### SET OF TASKS
a - Reproduce the part of the grasslands passage below that opens with the words containing "It expects students" and closes with "or intermediate grasslands.".
b - In the grasslands passage, what name is given to the temperate grasslands of Argentina?

------ READING TEXT ------

It expects students to write about – in first part write about distribution of grassland (you can also draw map) – in second part write about characteristics of grassland of world.
Grasslands are areas where the vegetation is dominated by grasses. However, sedge and rush can also be found along with variable proportions of legumes, like clover, and other herbs. Grasslands occur naturally on all continents except Antarctica and are found in most ecoregions of the Earth.
Distribution and characteristics of the grasslands of the world:
The grasslands of the world are classified into two categories:
Temperate Grassland Areas of Livestock:
- Temperate grasslands are widespread in temperate regions across North and South America, Oceania and South Africa. These are known as mid-latitude or temperate or intermediate grasslands.
- These grasslands are known by different names in various continents such as Steppes in Russia, Prairies in North America, Pampas in Argentina, Veld in South Africa and Downs in Southern Australia.
- Generally, these are found in areas of moderate to heavy rainfall on land once occupied by natural forest. Soils in these areas are well supplied with moisture during much of the year, with some leaching occurring due to the percolation of excess water.
Tropical Grassland Areas of Livestock:
- Intervening between the tropical forests and the dry deserts of the trade-wind belts, occur stretches of warm country with a moderate rainfall only. Here there are very few trees but grasses of various kinds which afford abundant food to herds of grazing animals. Such Savannas include the African Sudan, the Venezuelan Lanos of the Orinoco basin, the Brazilian Campos or Selvas of Amazon and Shola of India.
- These Savanna grasslands generally occupy those areas between the climatic extremes of humid woodlands and dry desert shrub, the transition belts, therefore, between typical grass Prairie and either of these extremes contain more or less tree growth on the one hand, or desert shrub on the other.
- Soil moisture, rather than total rainfall, usually determines the extent of natural grassland. If the upper layers of soil are moist during part of the year, but the deeper layers remain dry, tree growth cannot complete with grass.
There are many different types of grasslands that can be categorised into prairies, savannas, veld, steppe and pampas based on the physical features of the grass in different areas.
- Prairies – This type of grassland is generally located in the Americas. There are many different types of grasses that grow in this grassland and colours can range from gold to green. Grasses grown in prairies can vary between different types however on average, grasses are 150 centimetres.

------ INFORMATION GIVEN ------

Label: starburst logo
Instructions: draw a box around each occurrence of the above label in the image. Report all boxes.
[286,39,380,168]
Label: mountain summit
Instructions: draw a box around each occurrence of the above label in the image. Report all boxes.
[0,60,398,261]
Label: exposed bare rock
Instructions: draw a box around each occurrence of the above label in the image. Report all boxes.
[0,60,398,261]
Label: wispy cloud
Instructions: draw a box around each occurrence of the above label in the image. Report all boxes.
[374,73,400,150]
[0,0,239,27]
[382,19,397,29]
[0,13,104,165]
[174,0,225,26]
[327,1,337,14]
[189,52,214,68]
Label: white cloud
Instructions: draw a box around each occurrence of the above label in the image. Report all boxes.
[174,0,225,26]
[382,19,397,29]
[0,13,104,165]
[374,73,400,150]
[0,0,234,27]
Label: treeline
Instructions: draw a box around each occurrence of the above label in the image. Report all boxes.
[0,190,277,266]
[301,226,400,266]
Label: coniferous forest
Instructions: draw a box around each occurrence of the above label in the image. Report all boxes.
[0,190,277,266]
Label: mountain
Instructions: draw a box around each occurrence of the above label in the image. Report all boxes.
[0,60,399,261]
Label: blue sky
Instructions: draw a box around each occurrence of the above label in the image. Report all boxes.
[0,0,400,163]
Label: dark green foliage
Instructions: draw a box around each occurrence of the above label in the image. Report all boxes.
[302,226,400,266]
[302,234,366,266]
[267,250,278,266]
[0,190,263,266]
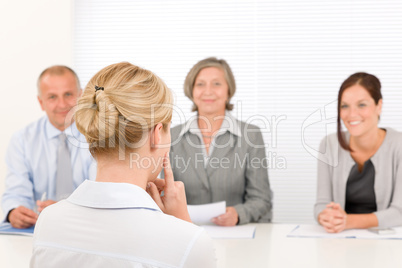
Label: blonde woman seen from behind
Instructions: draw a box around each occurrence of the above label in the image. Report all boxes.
[31,62,216,267]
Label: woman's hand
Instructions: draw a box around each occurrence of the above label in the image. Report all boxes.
[147,153,191,222]
[318,202,347,233]
[212,207,239,226]
[8,206,38,229]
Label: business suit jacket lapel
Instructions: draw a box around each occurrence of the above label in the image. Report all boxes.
[206,131,237,177]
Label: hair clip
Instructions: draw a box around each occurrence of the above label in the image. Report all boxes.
[95,86,105,92]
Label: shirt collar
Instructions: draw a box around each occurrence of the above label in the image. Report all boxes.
[45,117,80,139]
[67,180,161,211]
[180,111,241,137]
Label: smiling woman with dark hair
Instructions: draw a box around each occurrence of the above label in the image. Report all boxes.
[314,73,402,233]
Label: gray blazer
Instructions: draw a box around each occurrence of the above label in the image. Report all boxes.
[314,128,402,227]
[170,117,272,224]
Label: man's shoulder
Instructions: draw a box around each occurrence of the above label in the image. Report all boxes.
[170,123,186,139]
[13,116,47,141]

------

### SOLUTIONS
a -
It expects students to write about – in first part write about distribution of grassland (you can also draw map) – in second part write about characteristics of grassland of world.
Grasslands are areas where the vegetation is dominated by grasses. However, sedge and rush can also be found along with variable proportions of legumes, like clover, and other herbs. Grasslands occur naturally on all continents except Antarctica and are found in most ecoregions of the Earth.
Distribution and characteristics of the grasslands of the world:
The grasslands of the world are classified into two categories:
Temperate Grassland Areas of Livestock:
- Temperate grasslands are widespread in temperate regions across North and South America, Oceania and South Africa. These are known as mid-latitude or temperate or intermediate grasslands.

b - Pampas.